Task requirements: Would you filter these records and copy every line that has the word "tall"?

##### Information supplied

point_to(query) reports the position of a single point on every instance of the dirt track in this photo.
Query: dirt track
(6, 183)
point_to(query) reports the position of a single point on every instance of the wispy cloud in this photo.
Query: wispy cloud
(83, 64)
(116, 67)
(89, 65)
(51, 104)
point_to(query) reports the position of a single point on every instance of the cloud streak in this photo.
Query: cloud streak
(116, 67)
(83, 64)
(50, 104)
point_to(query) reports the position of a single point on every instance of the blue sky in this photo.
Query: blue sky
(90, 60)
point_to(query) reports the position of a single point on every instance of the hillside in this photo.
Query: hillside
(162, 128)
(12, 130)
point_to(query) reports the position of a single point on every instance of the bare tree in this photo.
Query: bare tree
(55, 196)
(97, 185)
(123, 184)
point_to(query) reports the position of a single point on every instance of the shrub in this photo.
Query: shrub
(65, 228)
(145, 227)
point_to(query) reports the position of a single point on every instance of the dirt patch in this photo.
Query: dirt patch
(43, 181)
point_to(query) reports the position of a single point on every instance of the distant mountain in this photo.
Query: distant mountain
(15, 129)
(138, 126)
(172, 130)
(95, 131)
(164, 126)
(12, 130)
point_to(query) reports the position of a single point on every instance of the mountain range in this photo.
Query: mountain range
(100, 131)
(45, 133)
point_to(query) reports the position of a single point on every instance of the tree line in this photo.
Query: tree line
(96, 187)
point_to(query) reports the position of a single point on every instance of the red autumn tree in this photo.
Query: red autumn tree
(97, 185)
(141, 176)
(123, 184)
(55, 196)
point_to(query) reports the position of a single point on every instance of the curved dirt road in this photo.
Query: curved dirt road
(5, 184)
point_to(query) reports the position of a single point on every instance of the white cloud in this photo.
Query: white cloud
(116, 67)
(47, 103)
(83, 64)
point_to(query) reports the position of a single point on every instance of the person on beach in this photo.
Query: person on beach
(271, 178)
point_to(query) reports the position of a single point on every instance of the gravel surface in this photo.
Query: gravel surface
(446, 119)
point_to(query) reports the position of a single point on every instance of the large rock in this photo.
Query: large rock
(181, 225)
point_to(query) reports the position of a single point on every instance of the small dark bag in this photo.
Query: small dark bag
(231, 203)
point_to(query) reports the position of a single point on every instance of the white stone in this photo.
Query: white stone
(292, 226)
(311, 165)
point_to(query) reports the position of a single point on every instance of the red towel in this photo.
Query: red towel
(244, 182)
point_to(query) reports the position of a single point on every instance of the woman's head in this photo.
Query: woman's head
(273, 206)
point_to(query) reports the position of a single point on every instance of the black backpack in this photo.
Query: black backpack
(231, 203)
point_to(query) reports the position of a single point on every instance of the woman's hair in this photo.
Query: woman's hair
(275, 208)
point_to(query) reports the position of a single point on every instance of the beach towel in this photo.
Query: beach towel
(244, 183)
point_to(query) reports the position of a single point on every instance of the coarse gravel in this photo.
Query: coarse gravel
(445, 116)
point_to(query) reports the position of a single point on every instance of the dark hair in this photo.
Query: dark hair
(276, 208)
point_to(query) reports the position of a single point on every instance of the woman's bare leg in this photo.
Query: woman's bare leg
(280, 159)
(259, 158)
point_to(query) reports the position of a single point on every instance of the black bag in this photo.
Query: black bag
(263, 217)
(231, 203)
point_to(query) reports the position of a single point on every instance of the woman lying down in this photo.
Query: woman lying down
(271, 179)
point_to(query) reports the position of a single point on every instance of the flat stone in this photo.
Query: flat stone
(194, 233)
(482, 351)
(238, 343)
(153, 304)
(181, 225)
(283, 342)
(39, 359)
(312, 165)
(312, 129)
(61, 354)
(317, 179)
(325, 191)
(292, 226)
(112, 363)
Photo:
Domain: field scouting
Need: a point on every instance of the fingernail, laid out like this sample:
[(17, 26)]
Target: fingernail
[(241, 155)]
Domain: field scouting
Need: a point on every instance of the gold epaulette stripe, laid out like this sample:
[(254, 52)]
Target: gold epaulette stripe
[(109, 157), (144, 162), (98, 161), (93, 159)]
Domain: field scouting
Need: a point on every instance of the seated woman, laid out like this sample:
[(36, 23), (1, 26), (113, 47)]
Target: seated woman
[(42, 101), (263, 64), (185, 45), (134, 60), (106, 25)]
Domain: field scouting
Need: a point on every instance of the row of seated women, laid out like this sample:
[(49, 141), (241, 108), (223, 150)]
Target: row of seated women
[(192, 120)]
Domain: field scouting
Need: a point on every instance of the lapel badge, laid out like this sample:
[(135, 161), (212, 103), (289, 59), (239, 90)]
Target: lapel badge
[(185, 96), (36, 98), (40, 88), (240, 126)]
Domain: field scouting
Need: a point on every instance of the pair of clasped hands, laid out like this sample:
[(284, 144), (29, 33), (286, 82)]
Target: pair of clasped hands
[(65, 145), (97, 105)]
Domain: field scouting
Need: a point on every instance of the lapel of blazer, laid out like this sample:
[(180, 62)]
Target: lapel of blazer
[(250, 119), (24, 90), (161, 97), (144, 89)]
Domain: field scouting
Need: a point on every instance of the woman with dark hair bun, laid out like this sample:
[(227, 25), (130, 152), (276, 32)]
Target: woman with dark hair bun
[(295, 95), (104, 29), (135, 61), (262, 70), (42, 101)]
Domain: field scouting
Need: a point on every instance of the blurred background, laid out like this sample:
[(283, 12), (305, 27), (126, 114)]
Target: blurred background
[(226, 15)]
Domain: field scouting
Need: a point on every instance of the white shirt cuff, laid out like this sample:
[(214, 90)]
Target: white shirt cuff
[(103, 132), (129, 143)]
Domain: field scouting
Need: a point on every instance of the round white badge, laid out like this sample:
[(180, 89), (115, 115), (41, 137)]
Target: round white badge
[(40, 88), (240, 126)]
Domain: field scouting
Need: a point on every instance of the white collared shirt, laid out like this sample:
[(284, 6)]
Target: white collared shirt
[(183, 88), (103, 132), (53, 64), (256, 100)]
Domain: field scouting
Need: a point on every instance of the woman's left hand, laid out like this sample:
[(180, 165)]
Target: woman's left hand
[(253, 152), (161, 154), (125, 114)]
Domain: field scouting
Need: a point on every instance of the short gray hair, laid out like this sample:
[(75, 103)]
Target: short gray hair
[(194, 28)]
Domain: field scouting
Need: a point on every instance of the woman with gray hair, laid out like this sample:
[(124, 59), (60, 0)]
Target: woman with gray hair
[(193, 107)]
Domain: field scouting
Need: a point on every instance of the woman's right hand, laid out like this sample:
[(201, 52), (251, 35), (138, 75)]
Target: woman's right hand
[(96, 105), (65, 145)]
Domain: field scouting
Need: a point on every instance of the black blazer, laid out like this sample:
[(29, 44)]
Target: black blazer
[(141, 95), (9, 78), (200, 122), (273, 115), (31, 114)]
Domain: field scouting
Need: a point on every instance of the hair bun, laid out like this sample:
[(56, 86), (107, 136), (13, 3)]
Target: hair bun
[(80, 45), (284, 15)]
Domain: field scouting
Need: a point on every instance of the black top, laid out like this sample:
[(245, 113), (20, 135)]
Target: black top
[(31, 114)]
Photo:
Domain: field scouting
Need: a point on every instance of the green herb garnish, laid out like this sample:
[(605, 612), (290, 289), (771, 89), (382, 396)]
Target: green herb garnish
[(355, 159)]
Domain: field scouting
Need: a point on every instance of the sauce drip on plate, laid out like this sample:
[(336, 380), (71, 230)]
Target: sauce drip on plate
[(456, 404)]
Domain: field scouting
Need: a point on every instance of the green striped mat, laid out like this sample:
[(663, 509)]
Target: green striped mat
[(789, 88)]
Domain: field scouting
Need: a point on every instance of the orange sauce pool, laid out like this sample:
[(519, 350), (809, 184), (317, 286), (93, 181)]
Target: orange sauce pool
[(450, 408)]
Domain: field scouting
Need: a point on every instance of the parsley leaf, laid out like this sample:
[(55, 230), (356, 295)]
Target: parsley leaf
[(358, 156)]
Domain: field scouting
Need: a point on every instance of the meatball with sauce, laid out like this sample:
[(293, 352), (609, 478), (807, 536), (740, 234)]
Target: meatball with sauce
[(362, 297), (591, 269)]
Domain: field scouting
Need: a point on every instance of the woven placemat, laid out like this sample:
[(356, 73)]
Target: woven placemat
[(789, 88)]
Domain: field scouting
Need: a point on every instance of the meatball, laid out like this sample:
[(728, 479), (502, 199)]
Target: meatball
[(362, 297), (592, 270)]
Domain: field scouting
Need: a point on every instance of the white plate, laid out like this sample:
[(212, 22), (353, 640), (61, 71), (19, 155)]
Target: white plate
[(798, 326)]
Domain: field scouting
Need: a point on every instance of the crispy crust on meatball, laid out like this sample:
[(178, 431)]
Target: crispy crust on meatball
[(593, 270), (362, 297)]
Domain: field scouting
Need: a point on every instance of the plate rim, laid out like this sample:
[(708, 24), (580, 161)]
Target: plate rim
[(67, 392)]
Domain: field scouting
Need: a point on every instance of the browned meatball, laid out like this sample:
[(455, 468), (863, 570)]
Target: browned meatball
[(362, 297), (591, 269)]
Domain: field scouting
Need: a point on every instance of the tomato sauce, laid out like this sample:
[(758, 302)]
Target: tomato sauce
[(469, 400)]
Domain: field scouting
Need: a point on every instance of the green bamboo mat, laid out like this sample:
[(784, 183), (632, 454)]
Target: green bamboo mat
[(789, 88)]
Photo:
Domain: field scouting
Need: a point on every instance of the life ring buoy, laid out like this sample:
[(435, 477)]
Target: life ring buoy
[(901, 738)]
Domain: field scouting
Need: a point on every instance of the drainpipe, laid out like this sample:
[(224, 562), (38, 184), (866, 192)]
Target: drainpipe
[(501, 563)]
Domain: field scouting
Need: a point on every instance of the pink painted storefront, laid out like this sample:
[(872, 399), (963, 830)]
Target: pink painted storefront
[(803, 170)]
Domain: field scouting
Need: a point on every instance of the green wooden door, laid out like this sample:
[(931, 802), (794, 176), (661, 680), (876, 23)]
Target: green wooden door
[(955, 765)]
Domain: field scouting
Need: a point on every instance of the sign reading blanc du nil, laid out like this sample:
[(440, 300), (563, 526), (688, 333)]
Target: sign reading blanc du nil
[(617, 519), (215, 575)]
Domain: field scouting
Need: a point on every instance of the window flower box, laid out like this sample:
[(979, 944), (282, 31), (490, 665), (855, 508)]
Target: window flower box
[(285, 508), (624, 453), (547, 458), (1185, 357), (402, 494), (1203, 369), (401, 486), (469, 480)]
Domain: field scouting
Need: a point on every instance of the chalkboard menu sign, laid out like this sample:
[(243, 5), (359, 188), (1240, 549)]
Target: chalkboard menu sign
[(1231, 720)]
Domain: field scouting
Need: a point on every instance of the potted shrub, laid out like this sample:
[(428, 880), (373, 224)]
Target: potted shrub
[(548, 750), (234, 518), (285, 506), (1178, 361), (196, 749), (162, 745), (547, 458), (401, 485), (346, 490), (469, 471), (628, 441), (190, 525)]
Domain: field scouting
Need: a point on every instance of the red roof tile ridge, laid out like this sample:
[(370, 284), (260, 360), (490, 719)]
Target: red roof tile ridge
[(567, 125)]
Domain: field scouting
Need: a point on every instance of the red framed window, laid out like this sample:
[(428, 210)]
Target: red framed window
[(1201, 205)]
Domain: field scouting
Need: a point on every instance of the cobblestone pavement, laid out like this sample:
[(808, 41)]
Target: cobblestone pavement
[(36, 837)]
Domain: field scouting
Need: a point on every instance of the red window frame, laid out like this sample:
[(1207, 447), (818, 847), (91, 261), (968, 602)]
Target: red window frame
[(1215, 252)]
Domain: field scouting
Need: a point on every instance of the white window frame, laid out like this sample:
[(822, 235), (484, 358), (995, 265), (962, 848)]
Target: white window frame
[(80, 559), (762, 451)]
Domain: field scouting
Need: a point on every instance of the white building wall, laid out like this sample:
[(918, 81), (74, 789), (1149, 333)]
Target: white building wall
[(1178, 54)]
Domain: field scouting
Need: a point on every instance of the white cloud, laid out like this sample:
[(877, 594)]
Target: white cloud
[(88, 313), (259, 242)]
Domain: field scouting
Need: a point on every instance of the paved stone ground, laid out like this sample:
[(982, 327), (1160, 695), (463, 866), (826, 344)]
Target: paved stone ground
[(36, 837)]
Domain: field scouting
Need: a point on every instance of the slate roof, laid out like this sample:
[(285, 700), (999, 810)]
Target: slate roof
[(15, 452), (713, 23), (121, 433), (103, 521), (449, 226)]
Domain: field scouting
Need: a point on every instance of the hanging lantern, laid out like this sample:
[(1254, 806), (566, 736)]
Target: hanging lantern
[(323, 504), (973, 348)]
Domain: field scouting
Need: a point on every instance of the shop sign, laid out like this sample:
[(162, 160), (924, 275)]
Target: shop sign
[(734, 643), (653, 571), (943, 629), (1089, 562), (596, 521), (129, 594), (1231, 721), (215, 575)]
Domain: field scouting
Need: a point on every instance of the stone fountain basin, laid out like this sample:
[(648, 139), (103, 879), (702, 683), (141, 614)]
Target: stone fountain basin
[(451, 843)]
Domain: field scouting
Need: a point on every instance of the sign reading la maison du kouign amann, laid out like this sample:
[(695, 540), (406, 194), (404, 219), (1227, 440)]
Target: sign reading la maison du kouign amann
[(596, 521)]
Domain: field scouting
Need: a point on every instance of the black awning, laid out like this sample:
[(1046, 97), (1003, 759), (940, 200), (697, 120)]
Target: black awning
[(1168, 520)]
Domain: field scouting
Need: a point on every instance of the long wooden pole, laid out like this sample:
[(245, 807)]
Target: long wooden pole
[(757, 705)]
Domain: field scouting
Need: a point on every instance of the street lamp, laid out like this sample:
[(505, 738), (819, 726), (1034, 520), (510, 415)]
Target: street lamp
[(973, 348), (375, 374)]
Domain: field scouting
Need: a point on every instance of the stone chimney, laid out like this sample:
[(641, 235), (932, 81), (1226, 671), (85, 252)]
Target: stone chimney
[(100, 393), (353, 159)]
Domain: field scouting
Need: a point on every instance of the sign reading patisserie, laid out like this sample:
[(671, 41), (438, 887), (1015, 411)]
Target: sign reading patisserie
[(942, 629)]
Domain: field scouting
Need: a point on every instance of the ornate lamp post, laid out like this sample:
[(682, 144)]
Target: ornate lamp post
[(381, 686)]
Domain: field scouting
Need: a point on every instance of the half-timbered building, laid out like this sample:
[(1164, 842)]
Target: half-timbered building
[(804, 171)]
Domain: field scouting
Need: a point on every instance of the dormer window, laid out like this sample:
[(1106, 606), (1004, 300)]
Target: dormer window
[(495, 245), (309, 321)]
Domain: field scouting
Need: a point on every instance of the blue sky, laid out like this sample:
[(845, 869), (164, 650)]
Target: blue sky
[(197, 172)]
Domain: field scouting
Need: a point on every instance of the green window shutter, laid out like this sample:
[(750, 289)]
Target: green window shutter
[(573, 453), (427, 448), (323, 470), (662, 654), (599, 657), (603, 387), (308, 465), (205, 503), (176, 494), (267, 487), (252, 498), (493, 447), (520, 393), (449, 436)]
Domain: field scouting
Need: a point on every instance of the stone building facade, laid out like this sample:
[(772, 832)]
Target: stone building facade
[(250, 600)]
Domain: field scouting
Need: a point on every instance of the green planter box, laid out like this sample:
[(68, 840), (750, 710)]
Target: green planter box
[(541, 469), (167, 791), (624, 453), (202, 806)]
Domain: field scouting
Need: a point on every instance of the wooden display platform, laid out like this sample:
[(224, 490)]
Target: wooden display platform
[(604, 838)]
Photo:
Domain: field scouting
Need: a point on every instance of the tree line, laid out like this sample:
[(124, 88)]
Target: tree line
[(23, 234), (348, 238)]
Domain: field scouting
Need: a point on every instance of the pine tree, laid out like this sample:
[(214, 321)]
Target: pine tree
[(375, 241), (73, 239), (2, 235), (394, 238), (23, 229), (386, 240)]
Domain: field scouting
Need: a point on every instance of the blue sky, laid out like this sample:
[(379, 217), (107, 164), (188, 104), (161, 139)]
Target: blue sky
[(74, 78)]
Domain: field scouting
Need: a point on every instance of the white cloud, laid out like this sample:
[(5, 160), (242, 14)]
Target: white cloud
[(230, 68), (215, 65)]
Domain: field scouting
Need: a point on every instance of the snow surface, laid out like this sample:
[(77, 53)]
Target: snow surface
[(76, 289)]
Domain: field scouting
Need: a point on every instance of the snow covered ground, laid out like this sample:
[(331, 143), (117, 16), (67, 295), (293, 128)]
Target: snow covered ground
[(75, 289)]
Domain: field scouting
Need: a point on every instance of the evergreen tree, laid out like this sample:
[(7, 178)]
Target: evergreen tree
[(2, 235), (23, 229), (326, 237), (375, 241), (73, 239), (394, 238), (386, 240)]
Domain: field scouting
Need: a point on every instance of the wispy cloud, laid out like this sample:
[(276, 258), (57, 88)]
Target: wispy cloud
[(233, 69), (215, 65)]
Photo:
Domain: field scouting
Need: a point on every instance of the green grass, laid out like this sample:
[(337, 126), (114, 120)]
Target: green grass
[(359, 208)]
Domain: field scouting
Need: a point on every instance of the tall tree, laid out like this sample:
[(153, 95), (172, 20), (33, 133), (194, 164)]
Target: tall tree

##########

Worked solution:
Need: a point on every instance of the tall tree, laid out like this sample:
Target: tall tree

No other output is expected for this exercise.